WHAT YOU SHOULD DO>
Faithfully return all lines, omitting every embedded picture.

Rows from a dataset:
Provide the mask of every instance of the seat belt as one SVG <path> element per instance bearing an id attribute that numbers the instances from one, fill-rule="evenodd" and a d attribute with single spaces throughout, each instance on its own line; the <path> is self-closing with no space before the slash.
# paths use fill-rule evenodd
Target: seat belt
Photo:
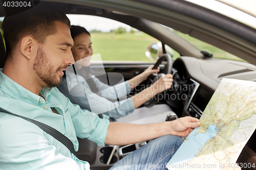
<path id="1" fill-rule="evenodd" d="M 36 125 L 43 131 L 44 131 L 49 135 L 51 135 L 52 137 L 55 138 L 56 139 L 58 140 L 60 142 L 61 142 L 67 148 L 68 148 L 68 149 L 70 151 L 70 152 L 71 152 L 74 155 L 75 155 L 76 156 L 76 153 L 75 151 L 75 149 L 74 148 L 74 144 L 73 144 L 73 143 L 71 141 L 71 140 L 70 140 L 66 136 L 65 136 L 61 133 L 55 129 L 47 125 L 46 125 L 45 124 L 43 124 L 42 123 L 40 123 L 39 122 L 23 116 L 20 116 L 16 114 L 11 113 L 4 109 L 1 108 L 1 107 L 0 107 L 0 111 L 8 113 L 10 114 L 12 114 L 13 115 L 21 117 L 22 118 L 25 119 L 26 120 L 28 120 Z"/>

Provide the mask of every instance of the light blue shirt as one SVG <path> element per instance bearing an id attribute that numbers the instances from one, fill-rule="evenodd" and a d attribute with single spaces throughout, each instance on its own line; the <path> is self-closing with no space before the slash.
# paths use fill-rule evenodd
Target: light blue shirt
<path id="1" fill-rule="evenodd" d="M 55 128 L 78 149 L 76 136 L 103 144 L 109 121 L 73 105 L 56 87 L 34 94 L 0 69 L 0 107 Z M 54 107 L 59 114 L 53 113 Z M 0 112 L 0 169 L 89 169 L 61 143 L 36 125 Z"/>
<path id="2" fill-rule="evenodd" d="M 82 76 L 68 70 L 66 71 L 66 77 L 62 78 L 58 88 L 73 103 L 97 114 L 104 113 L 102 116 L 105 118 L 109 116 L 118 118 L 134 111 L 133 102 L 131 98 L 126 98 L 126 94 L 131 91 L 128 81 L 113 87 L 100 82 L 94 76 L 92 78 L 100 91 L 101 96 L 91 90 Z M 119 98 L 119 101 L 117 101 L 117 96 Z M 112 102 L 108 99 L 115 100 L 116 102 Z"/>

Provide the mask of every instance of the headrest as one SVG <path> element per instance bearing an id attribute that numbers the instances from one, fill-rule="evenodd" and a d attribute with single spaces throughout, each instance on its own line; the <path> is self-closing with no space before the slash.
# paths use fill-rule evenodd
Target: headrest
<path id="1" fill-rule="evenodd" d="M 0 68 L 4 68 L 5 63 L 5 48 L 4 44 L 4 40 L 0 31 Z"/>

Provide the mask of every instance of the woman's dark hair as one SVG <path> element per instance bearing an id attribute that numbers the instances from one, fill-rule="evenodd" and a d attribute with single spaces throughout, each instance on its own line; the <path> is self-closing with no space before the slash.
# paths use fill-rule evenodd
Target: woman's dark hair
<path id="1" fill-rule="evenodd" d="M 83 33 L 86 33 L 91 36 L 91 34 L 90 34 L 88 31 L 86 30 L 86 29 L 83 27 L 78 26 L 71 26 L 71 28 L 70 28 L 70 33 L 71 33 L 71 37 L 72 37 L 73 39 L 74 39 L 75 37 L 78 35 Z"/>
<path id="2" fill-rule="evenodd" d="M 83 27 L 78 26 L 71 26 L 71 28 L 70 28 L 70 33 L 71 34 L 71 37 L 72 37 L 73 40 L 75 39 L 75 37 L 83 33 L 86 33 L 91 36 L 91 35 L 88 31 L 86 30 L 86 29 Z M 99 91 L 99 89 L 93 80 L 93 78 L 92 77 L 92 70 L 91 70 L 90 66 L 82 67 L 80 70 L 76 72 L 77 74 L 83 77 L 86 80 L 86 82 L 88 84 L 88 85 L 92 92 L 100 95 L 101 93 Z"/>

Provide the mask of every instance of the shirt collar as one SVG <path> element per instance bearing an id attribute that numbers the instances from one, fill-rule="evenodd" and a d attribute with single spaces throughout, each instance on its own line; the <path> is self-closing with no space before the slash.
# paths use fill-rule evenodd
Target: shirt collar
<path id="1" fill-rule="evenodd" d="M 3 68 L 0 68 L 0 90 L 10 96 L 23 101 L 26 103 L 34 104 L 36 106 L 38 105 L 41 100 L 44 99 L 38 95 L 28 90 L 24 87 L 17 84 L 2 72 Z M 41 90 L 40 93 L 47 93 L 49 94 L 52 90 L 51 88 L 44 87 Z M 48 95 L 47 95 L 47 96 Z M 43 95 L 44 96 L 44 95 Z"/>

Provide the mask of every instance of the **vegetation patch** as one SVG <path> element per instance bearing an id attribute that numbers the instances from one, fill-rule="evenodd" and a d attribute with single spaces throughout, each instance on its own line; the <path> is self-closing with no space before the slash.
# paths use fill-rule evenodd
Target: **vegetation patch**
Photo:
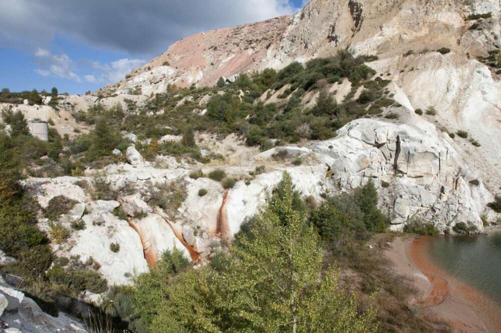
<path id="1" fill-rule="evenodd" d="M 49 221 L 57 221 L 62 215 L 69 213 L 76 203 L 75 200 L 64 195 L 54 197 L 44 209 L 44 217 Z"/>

RESULT FOR THIS EXERCISE>
Provide the mask of every instance of the seat belt as one SVG <path> element per instance bearing an id attribute that numbers the instances from one, fill-rule="evenodd" and a d attribute with single spaces throughout, each instance on its own line; the <path> is self-closing with no space before the slash.
# paths use fill-rule evenodd
Target: seat belt
Photo:
<path id="1" fill-rule="evenodd" d="M 36 125 L 43 131 L 44 131 L 49 135 L 51 135 L 52 137 L 55 138 L 56 139 L 58 140 L 60 142 L 61 142 L 67 148 L 68 148 L 68 149 L 70 151 L 70 152 L 71 152 L 74 155 L 75 155 L 76 156 L 76 153 L 75 151 L 75 149 L 74 148 L 74 144 L 73 144 L 73 143 L 71 141 L 71 140 L 70 140 L 66 136 L 65 136 L 61 133 L 55 129 L 47 125 L 46 125 L 45 124 L 43 124 L 42 123 L 40 123 L 39 122 L 23 116 L 20 116 L 16 114 L 11 113 L 4 109 L 1 108 L 1 107 L 0 107 L 0 111 L 8 113 L 10 114 L 12 114 L 13 115 L 21 117 L 22 118 L 25 119 L 26 120 L 28 120 Z"/>

Provide the mask of every instance of the light blue shirt as one SVG <path> element per instance bearing an id attribute that numbers the instances from one, fill-rule="evenodd" and a d attribute with single spaces throughout, each instance on its own line; the <path> is self-closing with no space before the slash.
# paths use fill-rule evenodd
Target: light blue shirt
<path id="1" fill-rule="evenodd" d="M 55 128 L 78 149 L 76 136 L 103 144 L 109 121 L 73 105 L 56 87 L 34 94 L 0 69 L 0 107 Z M 54 107 L 59 114 L 53 113 Z M 0 112 L 0 169 L 89 169 L 61 143 L 36 125 Z"/>
<path id="2" fill-rule="evenodd" d="M 82 76 L 68 70 L 66 71 L 66 77 L 62 78 L 58 88 L 73 103 L 97 114 L 104 113 L 102 116 L 105 118 L 109 116 L 118 118 L 134 111 L 133 102 L 131 98 L 126 98 L 126 94 L 131 91 L 128 81 L 113 87 L 100 82 L 94 76 L 92 78 L 100 91 L 101 96 L 91 90 Z M 119 98 L 119 101 L 117 101 L 117 96 Z M 112 102 L 108 99 L 115 100 L 116 102 Z"/>

Provide the mask of every instance of the headrest as one SVG <path> element per instance bearing an id attribute that numbers the instances from one, fill-rule="evenodd" and a d attribute with single spaces throughout, each instance on its own line; the <path> is self-closing with no space before the slash.
# paths use fill-rule evenodd
Target: headrest
<path id="1" fill-rule="evenodd" d="M 0 68 L 4 68 L 5 63 L 5 48 L 4 44 L 4 40 L 0 31 Z"/>

Provide the mask of every instance of the woman's dark hair as one SVG <path> element per instance bearing an id attribute that numbers the instances from one, fill-rule="evenodd" and a d attribute with single spaces throughout, each instance on its own line; the <path> is self-closing with no space before the slash.
# paths use fill-rule evenodd
Target: woman's dark hair
<path id="1" fill-rule="evenodd" d="M 83 33 L 86 33 L 91 36 L 91 34 L 90 34 L 88 31 L 86 30 L 86 29 L 83 27 L 78 26 L 71 26 L 71 28 L 70 28 L 70 33 L 71 33 L 71 37 L 72 37 L 73 39 L 74 39 L 75 37 L 78 35 Z"/>
<path id="2" fill-rule="evenodd" d="M 83 27 L 78 26 L 71 26 L 71 28 L 70 28 L 70 33 L 71 34 L 71 37 L 72 37 L 73 40 L 75 39 L 75 37 L 83 33 L 86 33 L 91 36 L 91 35 L 88 31 L 86 30 L 86 29 Z M 99 91 L 99 89 L 93 80 L 93 78 L 92 77 L 92 70 L 91 70 L 90 66 L 82 67 L 80 70 L 76 72 L 77 74 L 83 77 L 86 80 L 86 82 L 88 84 L 88 85 L 92 92 L 100 95 L 101 93 Z"/>

Provide the mask of every instance of the shirt collar as one SVG <path> element per instance bearing an id attribute that numbers the instances from one, fill-rule="evenodd" and a d attribute with single spaces throughout, each instance on its own line; the <path> is self-closing with no space before the slash.
# paths use fill-rule evenodd
Target: shirt collar
<path id="1" fill-rule="evenodd" d="M 3 68 L 0 68 L 0 90 L 10 96 L 23 101 L 26 103 L 34 104 L 36 106 L 38 105 L 41 100 L 44 99 L 38 95 L 28 90 L 24 87 L 17 84 L 2 72 Z M 41 90 L 40 93 L 47 93 L 49 94 L 52 90 L 51 88 L 44 87 Z M 48 95 L 47 95 L 47 96 Z M 43 95 L 44 96 L 44 95 Z"/>

Provide the mask of every instance of the **vegetation patch** as one SVG <path> element per instance bearing an id attribute that numbers the instances from one, fill-rule="evenodd" and a d attribute with single spaces throughout, each instance on its own line; the <path> is self-closing with no space before the slash.
# paths use fill-rule evenodd
Target: **vegetation patch**
Photo:
<path id="1" fill-rule="evenodd" d="M 49 221 L 57 221 L 62 215 L 69 213 L 76 203 L 75 200 L 64 195 L 54 197 L 44 209 L 44 217 Z"/>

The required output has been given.